Data to process:

--- BEGIN ---

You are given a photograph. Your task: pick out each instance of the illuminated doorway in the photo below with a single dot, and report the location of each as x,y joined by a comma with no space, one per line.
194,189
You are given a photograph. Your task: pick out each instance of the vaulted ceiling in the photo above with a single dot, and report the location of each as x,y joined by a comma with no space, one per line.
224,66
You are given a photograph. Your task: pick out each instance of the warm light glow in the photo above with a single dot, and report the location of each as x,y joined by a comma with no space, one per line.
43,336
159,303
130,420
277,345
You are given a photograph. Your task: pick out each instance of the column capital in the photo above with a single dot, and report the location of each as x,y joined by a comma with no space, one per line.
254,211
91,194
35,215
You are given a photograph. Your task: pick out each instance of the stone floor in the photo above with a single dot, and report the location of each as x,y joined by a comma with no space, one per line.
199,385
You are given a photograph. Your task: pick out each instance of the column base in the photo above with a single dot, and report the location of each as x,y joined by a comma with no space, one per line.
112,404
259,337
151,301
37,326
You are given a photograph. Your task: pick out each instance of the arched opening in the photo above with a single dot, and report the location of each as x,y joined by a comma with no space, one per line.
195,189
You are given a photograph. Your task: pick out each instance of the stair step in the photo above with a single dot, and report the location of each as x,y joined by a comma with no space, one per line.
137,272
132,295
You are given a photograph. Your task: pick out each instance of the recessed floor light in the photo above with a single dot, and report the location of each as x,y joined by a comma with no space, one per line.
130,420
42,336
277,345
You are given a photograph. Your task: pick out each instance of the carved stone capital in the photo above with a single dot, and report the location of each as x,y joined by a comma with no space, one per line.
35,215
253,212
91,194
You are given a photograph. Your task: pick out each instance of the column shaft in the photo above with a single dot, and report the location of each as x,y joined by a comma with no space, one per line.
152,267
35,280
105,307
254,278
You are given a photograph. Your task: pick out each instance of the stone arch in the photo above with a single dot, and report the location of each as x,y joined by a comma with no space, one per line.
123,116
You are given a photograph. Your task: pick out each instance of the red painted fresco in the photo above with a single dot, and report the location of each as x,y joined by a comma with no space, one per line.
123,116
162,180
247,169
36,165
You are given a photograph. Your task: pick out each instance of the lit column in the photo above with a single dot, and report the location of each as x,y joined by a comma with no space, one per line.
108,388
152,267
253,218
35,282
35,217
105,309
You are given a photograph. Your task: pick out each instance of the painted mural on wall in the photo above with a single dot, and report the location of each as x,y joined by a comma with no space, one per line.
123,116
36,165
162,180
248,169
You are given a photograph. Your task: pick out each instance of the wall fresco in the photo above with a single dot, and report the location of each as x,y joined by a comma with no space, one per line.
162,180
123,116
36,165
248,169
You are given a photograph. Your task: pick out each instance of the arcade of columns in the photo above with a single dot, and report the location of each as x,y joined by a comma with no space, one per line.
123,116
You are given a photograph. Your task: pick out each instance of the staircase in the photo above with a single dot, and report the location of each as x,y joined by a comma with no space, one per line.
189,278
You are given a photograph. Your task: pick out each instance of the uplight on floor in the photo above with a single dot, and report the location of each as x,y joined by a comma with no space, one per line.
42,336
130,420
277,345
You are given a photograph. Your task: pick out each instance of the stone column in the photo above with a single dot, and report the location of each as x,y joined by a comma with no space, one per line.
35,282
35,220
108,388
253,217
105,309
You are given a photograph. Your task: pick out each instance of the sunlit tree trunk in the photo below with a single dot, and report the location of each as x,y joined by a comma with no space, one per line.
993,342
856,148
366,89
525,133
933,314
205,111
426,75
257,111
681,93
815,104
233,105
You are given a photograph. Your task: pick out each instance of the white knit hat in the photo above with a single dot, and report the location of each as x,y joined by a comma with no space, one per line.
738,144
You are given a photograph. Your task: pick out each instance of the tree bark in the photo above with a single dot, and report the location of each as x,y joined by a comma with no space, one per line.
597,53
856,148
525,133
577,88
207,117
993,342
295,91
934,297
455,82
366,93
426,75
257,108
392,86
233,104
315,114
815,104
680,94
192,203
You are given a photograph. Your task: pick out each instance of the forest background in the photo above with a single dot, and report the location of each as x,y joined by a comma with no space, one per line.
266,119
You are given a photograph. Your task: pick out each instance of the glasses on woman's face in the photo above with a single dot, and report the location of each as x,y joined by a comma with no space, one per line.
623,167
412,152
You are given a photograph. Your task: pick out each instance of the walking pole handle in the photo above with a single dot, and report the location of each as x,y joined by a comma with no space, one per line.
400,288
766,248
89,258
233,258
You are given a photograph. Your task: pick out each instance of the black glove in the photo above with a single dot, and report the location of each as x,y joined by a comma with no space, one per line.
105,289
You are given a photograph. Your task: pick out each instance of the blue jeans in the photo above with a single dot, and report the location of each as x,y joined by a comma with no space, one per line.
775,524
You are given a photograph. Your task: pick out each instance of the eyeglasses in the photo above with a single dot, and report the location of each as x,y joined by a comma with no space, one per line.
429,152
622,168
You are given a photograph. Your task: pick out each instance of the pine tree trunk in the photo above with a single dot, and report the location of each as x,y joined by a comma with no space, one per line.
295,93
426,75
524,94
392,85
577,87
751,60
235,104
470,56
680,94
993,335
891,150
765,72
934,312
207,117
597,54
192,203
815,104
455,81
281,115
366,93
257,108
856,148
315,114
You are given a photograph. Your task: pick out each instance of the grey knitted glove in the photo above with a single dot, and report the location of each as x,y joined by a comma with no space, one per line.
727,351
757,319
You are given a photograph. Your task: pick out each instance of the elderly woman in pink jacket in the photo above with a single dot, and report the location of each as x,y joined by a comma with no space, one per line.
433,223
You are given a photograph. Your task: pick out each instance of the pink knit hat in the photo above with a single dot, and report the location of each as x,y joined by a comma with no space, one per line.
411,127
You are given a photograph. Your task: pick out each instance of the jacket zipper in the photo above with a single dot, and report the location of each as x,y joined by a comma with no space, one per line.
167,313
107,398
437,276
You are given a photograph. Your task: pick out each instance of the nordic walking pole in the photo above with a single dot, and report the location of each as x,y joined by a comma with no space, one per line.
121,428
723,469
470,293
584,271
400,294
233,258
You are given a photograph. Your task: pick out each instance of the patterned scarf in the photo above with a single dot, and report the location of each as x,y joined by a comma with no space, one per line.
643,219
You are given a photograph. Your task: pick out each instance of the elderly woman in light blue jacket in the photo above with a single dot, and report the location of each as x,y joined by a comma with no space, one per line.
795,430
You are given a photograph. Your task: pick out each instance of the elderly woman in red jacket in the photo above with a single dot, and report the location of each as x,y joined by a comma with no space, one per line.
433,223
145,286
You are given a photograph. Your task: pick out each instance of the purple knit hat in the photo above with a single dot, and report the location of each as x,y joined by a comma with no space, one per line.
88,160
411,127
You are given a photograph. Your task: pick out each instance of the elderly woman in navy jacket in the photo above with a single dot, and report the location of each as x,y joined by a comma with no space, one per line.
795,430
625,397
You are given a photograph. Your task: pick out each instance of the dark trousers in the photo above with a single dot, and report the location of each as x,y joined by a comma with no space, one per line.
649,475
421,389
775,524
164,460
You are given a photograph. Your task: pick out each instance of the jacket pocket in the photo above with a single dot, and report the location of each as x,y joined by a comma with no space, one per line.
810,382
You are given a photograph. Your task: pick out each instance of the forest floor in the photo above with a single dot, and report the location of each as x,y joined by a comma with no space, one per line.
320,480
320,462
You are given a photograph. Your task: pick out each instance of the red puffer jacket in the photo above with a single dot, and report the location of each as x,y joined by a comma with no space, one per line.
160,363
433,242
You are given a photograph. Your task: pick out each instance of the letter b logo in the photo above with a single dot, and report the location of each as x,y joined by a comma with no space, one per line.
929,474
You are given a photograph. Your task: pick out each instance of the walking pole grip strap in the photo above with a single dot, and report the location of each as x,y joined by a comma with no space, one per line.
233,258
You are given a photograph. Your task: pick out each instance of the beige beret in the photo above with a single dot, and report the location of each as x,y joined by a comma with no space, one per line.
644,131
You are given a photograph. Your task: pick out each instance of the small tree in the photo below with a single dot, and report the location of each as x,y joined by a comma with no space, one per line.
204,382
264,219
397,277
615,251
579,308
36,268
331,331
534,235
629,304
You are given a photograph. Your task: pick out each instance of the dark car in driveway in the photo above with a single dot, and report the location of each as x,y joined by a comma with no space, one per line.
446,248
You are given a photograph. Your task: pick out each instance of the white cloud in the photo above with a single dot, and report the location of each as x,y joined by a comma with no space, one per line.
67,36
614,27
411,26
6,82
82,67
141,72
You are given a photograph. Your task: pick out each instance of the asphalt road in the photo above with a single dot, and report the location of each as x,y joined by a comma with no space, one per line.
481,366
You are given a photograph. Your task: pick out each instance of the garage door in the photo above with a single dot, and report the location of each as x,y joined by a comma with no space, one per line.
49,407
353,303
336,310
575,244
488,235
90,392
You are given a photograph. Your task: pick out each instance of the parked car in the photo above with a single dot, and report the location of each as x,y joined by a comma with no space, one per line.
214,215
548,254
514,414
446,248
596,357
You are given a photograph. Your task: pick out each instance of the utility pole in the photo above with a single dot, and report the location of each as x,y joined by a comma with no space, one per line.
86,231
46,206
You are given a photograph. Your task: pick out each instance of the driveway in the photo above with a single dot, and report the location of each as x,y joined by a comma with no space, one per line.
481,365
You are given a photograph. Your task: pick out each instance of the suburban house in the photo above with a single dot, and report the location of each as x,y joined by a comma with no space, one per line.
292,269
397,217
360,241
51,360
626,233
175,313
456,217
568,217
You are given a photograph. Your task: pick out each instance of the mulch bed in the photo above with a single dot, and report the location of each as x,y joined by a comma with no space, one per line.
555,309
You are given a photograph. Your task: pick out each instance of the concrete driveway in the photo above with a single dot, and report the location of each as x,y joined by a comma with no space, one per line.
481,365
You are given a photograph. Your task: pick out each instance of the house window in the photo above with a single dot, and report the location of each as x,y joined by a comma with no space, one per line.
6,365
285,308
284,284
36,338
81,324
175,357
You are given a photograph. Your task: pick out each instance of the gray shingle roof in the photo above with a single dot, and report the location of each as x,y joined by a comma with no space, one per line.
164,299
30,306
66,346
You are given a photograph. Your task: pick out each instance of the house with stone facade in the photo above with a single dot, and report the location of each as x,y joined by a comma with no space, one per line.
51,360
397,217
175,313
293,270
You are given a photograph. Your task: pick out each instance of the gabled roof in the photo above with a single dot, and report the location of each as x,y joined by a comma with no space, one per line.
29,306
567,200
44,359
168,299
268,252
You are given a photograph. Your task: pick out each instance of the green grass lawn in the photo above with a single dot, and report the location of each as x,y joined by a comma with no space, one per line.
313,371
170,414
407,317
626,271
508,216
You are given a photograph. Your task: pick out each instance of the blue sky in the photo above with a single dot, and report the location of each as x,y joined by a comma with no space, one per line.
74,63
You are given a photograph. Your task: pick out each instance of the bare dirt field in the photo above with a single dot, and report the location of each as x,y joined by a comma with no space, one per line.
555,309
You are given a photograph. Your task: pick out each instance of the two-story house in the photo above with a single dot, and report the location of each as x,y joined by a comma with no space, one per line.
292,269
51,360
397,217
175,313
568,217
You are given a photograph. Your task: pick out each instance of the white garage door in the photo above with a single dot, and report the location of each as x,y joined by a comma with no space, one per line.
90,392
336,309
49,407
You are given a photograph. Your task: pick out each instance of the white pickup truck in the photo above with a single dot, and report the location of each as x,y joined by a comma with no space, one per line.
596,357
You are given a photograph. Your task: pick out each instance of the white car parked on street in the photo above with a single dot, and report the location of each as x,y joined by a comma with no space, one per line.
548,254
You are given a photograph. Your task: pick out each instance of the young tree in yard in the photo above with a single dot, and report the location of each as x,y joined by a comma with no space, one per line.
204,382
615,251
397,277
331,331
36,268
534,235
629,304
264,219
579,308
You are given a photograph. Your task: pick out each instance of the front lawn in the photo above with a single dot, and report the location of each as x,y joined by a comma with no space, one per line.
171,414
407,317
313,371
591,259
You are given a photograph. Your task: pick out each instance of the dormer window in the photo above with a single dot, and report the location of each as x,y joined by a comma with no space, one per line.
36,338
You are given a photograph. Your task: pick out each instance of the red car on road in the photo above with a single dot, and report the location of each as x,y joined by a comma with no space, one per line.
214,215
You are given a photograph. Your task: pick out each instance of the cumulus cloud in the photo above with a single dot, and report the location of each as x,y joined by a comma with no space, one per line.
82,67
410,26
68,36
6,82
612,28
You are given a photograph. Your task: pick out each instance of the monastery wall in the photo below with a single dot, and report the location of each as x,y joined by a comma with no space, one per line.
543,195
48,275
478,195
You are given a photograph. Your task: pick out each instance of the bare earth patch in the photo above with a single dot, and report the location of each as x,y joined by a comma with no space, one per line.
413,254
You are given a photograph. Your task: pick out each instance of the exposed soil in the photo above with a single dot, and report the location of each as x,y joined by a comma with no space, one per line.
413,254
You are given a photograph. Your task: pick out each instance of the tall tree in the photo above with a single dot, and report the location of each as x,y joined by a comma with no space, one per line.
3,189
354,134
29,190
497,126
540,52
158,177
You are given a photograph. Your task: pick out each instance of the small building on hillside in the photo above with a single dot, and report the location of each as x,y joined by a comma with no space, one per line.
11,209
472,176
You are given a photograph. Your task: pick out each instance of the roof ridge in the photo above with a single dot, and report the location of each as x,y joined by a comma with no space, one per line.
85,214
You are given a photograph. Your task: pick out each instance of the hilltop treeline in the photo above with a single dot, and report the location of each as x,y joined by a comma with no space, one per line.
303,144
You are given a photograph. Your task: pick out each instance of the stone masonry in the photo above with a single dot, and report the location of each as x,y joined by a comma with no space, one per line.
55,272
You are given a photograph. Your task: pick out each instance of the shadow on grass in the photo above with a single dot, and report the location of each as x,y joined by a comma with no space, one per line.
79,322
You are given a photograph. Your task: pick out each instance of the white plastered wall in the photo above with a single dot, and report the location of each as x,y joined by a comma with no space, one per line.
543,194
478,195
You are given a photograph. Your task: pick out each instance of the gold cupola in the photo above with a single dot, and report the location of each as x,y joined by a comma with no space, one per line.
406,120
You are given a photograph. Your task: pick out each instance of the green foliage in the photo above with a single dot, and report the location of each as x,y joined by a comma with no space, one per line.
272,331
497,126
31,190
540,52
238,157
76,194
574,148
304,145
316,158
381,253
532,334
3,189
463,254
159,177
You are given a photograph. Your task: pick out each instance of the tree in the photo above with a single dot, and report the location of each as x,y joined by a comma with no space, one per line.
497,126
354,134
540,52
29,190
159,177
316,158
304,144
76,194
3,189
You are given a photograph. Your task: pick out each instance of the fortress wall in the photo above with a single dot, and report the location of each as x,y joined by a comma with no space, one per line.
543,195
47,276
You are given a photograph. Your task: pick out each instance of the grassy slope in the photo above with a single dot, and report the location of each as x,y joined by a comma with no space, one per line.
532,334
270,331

--- END ---

Task description: Copy out every line from the one containing "the green foliage" to the end of the material, both ends included.

Result of this task:
You are given a photograph. Your task: pick out each instance of the green foliage in the photo above with a single dot, and report the location of each as x,y joined by a comma with no space, one per line.
272,331
497,126
31,190
540,52
238,157
76,194
574,148
304,145
316,158
381,253
532,334
3,189
463,254
159,177
You are given a photograph. Your task: pick out each instance of the tree in the photo above with a single dot, and report the location of each as x,y joined by a comma with no space, one per line.
497,126
354,134
540,52
29,190
159,177
316,158
304,144
76,194
3,189
You are given a photograph. Your task: pick out each instance of the fortress wall in the photo above with a single dot, and report the location of each as x,y joined by a comma with no space, one per line.
543,195
47,276
You are given a photograph. Your task: pick out each instance of the grassy slope in the photo above with a single dot, and report the location of each as x,y joined by a comma with no space, one per line.
532,334
270,331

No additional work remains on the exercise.